--- START ---

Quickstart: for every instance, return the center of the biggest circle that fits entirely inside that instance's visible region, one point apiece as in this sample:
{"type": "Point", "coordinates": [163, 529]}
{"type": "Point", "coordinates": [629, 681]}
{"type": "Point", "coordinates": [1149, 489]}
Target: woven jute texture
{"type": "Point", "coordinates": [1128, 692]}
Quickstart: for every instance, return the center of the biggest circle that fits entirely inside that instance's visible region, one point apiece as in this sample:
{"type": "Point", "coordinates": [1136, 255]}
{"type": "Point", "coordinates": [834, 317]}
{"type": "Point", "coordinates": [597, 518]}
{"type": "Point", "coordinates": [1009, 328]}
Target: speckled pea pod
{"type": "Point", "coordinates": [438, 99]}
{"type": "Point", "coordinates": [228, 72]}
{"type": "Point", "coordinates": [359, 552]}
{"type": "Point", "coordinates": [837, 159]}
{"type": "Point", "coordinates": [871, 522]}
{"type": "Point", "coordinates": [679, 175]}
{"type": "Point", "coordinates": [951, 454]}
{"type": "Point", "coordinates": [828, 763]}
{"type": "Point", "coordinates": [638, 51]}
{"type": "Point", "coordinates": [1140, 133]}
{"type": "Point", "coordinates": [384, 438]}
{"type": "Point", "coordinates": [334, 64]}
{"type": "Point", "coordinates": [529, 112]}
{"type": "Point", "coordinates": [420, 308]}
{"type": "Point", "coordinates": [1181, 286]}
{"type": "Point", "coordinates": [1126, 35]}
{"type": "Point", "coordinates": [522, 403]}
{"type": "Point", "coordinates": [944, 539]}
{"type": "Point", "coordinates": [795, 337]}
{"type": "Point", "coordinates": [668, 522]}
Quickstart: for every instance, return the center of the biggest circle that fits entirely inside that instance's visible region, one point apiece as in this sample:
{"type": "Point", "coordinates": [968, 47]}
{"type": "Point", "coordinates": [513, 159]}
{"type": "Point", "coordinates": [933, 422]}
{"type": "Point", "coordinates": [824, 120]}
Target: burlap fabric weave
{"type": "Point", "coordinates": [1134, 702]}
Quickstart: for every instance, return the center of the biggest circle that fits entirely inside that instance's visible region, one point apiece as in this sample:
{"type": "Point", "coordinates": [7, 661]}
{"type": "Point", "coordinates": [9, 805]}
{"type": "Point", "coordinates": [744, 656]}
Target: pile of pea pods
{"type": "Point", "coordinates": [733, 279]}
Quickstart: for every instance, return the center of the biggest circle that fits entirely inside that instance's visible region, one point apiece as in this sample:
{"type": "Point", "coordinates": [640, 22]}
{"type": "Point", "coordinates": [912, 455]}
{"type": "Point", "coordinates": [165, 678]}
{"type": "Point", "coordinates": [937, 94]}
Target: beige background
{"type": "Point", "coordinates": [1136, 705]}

--- END ---

• Prompt:
Which lines of the data above contain the string "Target"? Report each of them in full.

• Task response:
Target: woven jute texture
Target: speckled pea pod
Target: burlap fabric weave
Target: pile of pea pods
Target: beige background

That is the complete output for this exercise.